| Problem description |
Rewrite the entries below, substituting "Region" for every "ROI" and leaving everything else the same.

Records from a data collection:
⁂
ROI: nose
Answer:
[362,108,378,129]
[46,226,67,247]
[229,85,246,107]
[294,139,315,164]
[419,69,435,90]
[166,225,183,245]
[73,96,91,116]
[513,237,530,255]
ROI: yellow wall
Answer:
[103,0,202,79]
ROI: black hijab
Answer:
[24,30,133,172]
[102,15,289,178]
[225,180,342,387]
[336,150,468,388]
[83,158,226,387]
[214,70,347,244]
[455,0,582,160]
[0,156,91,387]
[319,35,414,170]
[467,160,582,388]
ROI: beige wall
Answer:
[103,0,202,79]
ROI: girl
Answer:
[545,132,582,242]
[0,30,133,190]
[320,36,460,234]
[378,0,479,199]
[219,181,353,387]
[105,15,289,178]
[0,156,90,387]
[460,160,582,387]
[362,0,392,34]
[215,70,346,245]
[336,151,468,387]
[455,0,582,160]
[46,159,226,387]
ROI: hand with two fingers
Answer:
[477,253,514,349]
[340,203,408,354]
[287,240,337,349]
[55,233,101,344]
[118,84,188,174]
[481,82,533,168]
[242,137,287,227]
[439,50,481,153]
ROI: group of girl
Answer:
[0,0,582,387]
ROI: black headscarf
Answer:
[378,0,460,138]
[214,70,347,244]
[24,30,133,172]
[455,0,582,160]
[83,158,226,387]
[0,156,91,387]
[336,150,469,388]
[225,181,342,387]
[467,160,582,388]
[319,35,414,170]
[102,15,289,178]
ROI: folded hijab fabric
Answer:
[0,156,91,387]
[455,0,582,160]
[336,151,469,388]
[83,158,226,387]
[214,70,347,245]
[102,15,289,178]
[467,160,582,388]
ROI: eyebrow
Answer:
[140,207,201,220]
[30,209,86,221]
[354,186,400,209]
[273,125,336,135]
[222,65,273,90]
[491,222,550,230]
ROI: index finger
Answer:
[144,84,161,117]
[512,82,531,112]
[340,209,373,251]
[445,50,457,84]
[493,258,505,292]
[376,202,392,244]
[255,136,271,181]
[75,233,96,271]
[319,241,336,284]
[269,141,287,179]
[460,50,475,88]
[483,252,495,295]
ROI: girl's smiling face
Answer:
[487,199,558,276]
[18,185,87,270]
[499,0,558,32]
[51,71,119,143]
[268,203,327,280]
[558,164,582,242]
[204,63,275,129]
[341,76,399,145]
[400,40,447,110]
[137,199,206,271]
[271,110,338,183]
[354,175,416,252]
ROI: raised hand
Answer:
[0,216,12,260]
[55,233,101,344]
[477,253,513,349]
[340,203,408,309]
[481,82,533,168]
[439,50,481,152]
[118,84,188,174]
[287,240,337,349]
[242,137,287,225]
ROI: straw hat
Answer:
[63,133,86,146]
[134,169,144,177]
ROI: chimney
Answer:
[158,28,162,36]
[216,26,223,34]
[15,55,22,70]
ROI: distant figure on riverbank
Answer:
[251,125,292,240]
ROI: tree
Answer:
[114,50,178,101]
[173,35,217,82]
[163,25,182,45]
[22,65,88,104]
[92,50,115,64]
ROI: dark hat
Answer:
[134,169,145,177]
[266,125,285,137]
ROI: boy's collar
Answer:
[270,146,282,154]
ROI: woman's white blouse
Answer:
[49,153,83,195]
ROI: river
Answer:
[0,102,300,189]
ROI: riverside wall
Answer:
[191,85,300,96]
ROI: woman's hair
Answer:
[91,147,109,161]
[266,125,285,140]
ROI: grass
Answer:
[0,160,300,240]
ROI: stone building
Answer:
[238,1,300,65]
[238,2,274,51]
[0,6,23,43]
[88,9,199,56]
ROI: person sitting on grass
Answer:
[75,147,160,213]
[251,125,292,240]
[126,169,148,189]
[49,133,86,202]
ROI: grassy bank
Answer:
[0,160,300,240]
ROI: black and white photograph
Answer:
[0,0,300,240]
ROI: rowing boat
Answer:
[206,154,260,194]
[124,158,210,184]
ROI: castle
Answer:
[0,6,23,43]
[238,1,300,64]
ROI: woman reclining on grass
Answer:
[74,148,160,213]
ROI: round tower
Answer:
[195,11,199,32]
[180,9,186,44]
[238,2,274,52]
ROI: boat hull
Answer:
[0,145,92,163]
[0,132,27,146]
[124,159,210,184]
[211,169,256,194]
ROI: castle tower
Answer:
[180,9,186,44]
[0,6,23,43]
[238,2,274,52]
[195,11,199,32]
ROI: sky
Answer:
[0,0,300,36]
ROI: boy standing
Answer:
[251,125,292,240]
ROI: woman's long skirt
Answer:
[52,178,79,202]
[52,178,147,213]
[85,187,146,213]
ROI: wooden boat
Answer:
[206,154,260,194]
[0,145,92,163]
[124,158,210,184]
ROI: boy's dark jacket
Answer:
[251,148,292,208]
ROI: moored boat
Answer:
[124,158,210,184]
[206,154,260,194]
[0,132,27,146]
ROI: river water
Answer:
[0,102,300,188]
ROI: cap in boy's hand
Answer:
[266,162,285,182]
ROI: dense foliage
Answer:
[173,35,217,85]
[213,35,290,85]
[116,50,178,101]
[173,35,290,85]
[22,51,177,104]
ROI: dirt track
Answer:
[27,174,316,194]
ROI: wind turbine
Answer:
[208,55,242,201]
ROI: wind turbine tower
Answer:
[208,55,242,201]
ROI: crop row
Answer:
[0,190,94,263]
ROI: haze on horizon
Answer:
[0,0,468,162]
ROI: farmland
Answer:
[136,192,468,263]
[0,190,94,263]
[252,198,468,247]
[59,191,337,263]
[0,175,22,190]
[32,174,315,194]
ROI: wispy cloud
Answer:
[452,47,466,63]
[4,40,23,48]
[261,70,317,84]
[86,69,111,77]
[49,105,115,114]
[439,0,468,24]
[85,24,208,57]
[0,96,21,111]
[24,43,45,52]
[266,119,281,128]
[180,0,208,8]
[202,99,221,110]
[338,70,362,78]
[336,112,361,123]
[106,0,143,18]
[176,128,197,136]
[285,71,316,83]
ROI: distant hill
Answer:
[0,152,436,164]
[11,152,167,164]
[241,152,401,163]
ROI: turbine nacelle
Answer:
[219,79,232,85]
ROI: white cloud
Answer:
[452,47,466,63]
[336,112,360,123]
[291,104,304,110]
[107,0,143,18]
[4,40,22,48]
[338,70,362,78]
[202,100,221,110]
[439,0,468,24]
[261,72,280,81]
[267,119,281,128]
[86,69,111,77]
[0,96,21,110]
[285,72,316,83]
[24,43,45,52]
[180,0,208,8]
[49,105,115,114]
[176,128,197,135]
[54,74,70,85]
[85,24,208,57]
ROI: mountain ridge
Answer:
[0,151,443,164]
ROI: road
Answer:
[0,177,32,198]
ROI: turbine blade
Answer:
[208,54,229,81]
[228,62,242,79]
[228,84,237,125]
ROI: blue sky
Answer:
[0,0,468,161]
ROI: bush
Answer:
⁂
| The reply |
Region: nose
Answer:
[362,108,378,129]
[46,226,67,247]
[229,85,246,107]
[294,139,315,164]
[419,69,435,90]
[166,225,183,245]
[73,96,91,116]
[513,237,530,255]
Region: yellow wall
Answer:
[103,0,202,79]
Region: black hijab
Answer:
[24,30,133,172]
[102,15,289,178]
[225,180,342,387]
[336,150,468,388]
[83,158,226,387]
[214,70,347,244]
[455,0,582,160]
[0,156,91,387]
[319,35,414,170]
[467,160,582,388]
Region: beige wall
Answer:
[103,0,202,79]
Region: girl
Answer:
[545,132,582,242]
[0,30,133,190]
[320,36,460,234]
[378,0,479,199]
[219,181,353,387]
[105,15,289,178]
[0,156,90,387]
[460,160,582,387]
[362,0,392,34]
[215,70,346,245]
[336,151,468,387]
[455,0,582,160]
[46,159,226,387]
Region: hand with two fingers
Answer:
[477,253,514,349]
[340,203,408,354]
[287,240,337,349]
[55,233,101,344]
[118,84,188,174]
[481,82,533,168]
[242,137,287,227]
[439,50,481,153]
Region: group of girl
Answer:
[0,0,582,387]
Region: black headscarf
Answer:
[378,0,460,138]
[214,70,347,244]
[24,30,133,172]
[455,0,582,160]
[83,158,226,387]
[0,156,91,387]
[336,150,469,388]
[225,181,342,387]
[467,160,582,388]
[319,35,414,170]
[102,15,289,178]
Region: folded hijab fabric
Answer:
[0,156,91,387]
[455,0,582,160]
[336,151,469,388]
[83,158,226,387]
[214,70,347,245]
[102,15,289,178]
[467,160,582,388]
Region: eyebrow
Answer:
[140,207,201,220]
[30,209,86,221]
[354,186,400,209]
[273,125,336,135]
[222,65,273,90]
[491,222,550,230]
Region: index finger
Answer:
[144,84,161,117]
[512,82,531,112]
[340,209,373,251]
[445,50,457,84]
[493,258,505,292]
[376,202,392,244]
[255,136,271,181]
[75,233,96,271]
[319,241,336,284]
[269,141,287,179]
[460,50,475,88]
[483,252,495,295]
Region: girl's smiling face
Answer:
[487,199,558,276]
[18,185,87,270]
[499,0,558,32]
[51,71,119,143]
[268,203,327,280]
[558,164,582,242]
[204,63,275,129]
[341,76,399,145]
[400,40,447,110]
[137,199,206,271]
[271,110,338,183]
[354,175,416,252]
Region: raised hand
Answer:
[0,216,12,260]
[55,233,101,344]
[477,253,513,349]
[340,203,408,309]
[481,82,533,168]
[439,50,481,152]
[118,84,188,174]
[287,240,337,349]
[242,137,287,225]
Region: straw hat
Answer:
[63,133,86,146]
[134,169,144,177]
Region: chimney
Answer:
[158,28,162,36]
[216,26,223,34]
[15,55,22,70]
Region: distant figure on riverbank
Answer:
[251,125,292,240]
Region: tree
Answer:
[114,50,178,101]
[173,35,217,82]
[163,25,182,45]
[22,65,88,104]
[92,50,115,64]
Region: dark hat
Answer:
[134,169,145,177]
[266,125,285,137]
Region: boy's collar
Answer:
[270,146,282,154]
Region: woman's white blouse
Answer:
[49,153,83,195]
Region: river
Answer:
[0,102,300,189]
Region: riverside wall
Answer:
[191,85,300,96]
Region: woman's hair
Answer:
[91,147,109,161]
[266,125,285,140]
Region: grass
Answer:
[0,160,300,240]
Region: stone building
Answer:
[238,1,300,65]
[238,2,274,51]
[0,6,23,43]
[88,9,199,56]
Region: person sitting on grass
Answer:
[75,147,160,213]
[251,125,292,240]
[126,169,148,189]
[49,133,86,202]
Region: grassy bank
Answer:
[0,160,300,240]
Region: black and white photograph
Answer:
[0,0,300,240]
Region: rowing boat
Answer:
[206,154,260,194]
[124,158,210,184]
Region: castle
Answer:
[0,6,23,43]
[238,1,300,64]
Region: woman reclining on grass
Answer:
[74,148,160,213]
Region: round tower
Answer:
[195,11,199,32]
[180,9,186,44]
[238,2,274,52]
Region: boat hull
Answer:
[0,145,92,163]
[0,132,27,146]
[124,159,210,184]
[211,169,256,194]
Region: castle tower
Answer:
[180,9,186,44]
[0,6,23,43]
[238,2,274,52]
[195,11,199,32]
Region: sky
Answer:
[0,0,300,36]
Region: boy standing
Answer:
[251,125,292,240]
Region: woman's long skirt
Answer:
[52,178,79,202]
[52,178,147,213]
[85,187,146,213]
Region: wooden boat
Answer:
[206,154,260,194]
[0,145,92,163]
[124,158,210,184]
Region: boy's dark jacket
Answer:
[251,148,292,208]
Region: moored boat
Answer:
[124,158,210,184]
[206,154,260,194]
[0,132,27,146]
Region: river water
Answer:
[0,102,300,188]
Region: cap in boy's hand
Answer:
[266,162,285,182]
Region: dense foliage
Answer:
[173,35,217,85]
[213,35,290,85]
[116,50,178,101]
[173,35,290,85]
[22,51,177,104]
Region: dirt track
Answer:
[27,174,316,194]
Region: wind turbine
Answer:
[208,55,242,201]
Region: wind turbine tower
Answer:
[208,55,242,201]
Region: crop row
Answer:
[0,190,94,263]
Region: haze on horizon
Answer:
[0,0,468,162]
Region: farmland
Answer:
[136,192,468,263]
[0,190,94,263]
[252,198,468,247]
[59,191,337,263]
[0,175,22,190]
[32,174,315,194]
Region: wispy cloud
Answer:
[452,47,466,63]
[4,40,23,48]
[261,70,317,84]
[86,69,111,77]
[49,105,115,114]
[439,0,468,24]
[85,24,208,57]
[0,96,21,111]
[24,43,45,52]
[266,119,281,128]
[180,0,208,8]
[202,99,221,110]
[338,70,362,78]
[336,112,361,123]
[106,0,143,18]
[176,128,197,136]
[285,71,316,83]
Region: distant hill
Answer:
[0,152,436,164]
[11,152,167,164]
[241,152,401,163]
Region: turbine nacelle
Answer:
[219,79,232,85]
Region: white cloud
Answer:
[452,47,466,63]
[336,112,360,123]
[291,104,304,110]
[107,0,143,18]
[4,40,22,48]
[338,70,362,78]
[202,100,221,110]
[439,0,468,24]
[261,72,280,81]
[267,119,281,128]
[86,69,111,77]
[0,96,21,110]
[285,72,316,83]
[24,43,45,52]
[180,0,208,8]
[49,105,115,114]
[176,128,197,135]
[54,74,70,85]
[85,24,208,57]
Region: mountain ridge
Answer:
[0,151,443,164]
Region: road
Answer:
[0,177,32,198]
Region: turbine blade
Answer:
[208,54,229,81]
[228,62,242,79]
[228,84,237,125]
Region: blue sky
Answer:
[0,0,468,161]
Region: bush
Answer:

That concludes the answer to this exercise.